Instructions to follow
Could you rewrite the lines from the line with "the orange sweet" to the line with "[[61, 73, 188, 167]]", substituting "gray" for every "grey" and leaving everything else unchanged?

---- Extracted data

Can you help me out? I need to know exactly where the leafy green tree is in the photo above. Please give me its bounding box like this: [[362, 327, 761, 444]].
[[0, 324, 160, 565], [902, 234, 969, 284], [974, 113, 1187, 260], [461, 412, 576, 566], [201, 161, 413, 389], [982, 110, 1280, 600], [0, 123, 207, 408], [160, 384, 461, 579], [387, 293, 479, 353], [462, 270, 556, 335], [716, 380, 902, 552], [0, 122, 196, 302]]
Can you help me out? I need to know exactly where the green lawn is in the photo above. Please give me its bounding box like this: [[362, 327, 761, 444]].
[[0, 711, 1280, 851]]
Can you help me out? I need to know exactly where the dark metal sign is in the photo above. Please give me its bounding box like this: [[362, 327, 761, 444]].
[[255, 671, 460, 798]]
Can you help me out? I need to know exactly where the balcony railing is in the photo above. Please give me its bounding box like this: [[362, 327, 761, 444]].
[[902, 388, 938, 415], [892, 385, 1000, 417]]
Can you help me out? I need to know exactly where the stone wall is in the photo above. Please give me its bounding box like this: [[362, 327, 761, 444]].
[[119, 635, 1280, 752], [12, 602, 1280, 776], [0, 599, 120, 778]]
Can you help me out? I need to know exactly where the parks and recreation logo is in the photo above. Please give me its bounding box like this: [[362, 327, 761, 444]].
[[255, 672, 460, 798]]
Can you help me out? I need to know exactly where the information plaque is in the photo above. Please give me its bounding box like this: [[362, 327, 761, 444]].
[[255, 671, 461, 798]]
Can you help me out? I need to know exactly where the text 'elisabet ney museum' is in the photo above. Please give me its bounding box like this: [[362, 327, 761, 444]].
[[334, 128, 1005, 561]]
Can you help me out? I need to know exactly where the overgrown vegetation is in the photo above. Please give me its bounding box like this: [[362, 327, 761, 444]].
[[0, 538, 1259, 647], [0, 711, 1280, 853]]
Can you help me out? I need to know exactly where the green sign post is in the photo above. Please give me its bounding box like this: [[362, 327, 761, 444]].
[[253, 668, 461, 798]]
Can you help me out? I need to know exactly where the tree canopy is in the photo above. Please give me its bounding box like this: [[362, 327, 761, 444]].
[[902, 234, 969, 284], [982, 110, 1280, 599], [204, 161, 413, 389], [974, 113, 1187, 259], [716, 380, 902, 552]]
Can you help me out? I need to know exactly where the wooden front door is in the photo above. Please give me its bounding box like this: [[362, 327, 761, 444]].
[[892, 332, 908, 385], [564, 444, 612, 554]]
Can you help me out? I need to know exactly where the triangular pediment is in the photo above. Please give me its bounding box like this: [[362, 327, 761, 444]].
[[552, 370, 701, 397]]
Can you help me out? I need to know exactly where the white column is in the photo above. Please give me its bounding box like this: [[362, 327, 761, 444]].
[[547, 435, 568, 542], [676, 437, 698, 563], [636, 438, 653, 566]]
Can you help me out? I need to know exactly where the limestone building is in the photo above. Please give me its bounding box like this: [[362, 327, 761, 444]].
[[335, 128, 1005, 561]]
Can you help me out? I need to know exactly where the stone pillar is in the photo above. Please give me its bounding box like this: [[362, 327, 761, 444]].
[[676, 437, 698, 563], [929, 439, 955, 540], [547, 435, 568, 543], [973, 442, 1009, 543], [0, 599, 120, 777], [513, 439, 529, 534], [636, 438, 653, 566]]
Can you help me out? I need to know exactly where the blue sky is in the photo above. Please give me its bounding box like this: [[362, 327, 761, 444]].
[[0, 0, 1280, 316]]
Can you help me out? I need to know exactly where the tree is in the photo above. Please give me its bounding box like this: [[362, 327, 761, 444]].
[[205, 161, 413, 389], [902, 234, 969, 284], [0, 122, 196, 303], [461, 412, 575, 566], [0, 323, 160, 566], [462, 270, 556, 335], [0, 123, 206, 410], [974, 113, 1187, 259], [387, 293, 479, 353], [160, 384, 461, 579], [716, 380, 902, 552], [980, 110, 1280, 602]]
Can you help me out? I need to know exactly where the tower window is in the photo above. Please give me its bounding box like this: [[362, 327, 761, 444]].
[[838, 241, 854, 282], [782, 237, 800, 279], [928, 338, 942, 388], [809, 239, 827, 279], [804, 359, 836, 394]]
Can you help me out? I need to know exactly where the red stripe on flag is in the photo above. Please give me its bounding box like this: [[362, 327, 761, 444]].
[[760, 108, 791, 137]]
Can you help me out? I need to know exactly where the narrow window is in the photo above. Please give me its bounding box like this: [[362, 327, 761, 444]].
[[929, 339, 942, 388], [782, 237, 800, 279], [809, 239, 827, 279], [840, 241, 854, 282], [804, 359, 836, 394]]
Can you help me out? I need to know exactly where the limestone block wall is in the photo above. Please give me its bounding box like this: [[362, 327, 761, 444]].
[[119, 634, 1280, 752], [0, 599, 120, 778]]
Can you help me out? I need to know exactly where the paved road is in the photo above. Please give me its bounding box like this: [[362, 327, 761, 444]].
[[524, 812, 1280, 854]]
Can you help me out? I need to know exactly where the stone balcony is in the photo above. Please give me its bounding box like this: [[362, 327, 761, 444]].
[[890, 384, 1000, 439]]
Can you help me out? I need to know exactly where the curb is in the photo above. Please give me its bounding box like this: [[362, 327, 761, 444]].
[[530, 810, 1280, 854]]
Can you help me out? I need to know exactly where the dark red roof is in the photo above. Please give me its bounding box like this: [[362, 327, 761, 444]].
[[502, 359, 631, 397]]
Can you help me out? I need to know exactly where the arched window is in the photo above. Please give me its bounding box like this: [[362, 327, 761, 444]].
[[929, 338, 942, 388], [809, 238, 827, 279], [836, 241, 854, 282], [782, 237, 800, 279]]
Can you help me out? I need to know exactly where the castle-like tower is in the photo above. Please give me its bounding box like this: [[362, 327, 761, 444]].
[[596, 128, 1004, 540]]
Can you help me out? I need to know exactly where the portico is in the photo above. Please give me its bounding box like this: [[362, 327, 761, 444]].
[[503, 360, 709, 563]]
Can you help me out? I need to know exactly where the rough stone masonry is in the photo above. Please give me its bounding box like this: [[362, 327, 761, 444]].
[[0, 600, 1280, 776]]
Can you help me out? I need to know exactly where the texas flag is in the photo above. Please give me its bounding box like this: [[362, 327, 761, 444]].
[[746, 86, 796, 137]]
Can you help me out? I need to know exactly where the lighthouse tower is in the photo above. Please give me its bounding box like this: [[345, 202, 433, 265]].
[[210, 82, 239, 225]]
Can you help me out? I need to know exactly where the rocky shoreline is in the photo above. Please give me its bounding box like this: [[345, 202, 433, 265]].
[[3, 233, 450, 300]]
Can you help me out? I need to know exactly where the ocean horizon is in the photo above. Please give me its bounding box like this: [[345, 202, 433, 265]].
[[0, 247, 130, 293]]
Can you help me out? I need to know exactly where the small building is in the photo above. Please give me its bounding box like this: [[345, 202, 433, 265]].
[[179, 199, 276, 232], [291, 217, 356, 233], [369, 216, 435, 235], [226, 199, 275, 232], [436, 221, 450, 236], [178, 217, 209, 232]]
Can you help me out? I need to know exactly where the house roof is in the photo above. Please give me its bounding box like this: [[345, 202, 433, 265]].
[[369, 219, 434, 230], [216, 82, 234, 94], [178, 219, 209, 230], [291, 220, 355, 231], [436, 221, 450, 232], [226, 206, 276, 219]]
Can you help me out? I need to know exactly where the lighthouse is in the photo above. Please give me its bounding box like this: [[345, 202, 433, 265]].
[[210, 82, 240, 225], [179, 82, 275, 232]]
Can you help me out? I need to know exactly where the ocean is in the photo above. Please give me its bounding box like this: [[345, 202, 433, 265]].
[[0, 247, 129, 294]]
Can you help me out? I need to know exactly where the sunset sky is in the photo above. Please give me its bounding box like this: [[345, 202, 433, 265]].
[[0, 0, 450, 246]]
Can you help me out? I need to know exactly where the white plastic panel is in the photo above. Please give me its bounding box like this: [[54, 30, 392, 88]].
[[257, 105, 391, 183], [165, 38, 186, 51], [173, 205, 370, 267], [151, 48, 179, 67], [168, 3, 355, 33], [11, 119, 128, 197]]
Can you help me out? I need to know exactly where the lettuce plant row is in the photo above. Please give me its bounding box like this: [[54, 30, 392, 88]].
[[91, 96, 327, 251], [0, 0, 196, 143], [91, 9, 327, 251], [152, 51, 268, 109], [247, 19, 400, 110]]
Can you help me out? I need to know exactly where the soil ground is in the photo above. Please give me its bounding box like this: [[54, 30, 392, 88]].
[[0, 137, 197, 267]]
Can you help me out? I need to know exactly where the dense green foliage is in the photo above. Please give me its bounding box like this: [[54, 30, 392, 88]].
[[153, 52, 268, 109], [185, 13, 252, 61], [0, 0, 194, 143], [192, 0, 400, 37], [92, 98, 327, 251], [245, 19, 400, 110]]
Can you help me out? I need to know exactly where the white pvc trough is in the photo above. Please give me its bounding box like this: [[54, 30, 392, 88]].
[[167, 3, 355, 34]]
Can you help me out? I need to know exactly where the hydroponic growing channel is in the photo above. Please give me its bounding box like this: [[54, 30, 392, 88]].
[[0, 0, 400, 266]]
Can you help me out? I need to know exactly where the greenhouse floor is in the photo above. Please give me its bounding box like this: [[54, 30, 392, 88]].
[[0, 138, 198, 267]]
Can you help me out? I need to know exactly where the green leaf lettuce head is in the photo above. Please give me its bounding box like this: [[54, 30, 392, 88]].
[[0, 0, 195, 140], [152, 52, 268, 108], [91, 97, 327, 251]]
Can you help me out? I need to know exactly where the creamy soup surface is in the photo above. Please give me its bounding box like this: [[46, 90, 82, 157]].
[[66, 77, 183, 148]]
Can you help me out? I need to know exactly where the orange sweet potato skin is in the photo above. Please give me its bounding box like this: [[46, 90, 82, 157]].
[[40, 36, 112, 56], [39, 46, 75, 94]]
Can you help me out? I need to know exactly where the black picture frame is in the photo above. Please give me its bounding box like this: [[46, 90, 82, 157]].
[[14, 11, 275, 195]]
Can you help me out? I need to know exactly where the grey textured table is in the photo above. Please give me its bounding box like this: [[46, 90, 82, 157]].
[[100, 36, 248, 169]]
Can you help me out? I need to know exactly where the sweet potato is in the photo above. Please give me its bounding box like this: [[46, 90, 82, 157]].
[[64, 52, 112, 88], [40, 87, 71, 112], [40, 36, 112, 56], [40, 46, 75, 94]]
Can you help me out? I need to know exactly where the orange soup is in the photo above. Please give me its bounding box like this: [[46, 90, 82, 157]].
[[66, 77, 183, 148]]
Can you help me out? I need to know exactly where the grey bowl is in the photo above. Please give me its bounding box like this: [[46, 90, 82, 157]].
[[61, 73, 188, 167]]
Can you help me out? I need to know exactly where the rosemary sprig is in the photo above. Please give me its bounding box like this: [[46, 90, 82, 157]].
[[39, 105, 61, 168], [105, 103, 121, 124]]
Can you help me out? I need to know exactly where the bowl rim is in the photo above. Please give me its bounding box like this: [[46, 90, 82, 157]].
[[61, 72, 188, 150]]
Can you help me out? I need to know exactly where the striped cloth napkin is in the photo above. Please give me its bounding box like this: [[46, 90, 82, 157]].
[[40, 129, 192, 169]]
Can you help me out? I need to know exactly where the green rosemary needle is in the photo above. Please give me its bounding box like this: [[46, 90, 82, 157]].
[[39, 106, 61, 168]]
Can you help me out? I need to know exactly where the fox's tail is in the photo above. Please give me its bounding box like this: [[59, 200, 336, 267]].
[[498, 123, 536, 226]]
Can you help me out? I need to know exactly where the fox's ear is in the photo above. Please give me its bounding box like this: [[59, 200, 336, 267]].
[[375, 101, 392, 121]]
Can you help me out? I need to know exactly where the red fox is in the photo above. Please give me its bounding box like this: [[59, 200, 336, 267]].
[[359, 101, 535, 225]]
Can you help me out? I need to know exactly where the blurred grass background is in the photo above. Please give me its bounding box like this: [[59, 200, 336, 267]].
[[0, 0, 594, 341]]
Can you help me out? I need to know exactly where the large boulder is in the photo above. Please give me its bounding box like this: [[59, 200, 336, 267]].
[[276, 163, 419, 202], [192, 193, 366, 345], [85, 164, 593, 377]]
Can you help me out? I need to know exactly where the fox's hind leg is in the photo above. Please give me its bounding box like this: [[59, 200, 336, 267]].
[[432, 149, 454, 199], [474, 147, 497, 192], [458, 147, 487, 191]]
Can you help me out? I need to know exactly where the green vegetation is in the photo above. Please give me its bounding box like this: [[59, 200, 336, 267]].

--------

The result
Can you help me out? I need to know exactly where the orange sweet potato skin is in the photo above. Please give me its bounding box like this: [[46, 90, 82, 157]].
[[40, 36, 112, 56], [39, 46, 75, 94]]
Can you help me out? I need to know exactly where the black picture frame is in the photo above. Please give me its bounding box like this: [[46, 90, 82, 157]].
[[14, 11, 275, 195]]
Can you help me out? I need to know exactly where the gray textured table is in the photo above. Please give me its bounding box like this: [[46, 90, 82, 157]].
[[100, 36, 248, 169]]
Can you help me out? I need to know exactly where the sweet potato is in the photo above. Please give me its bounding box like this: [[46, 90, 82, 157]].
[[64, 52, 112, 88], [40, 87, 71, 112], [40, 36, 112, 56], [40, 46, 75, 94]]
Can you help me out? I need to know exactly where the orange soup is in the photo above. Please give me its bounding box like this: [[46, 90, 82, 157]].
[[66, 77, 183, 148]]
Can you help me out? I need to know exactly where the gray bowl is in the photo above. Please give me its bounding box like this: [[46, 90, 82, 157]].
[[61, 73, 188, 167]]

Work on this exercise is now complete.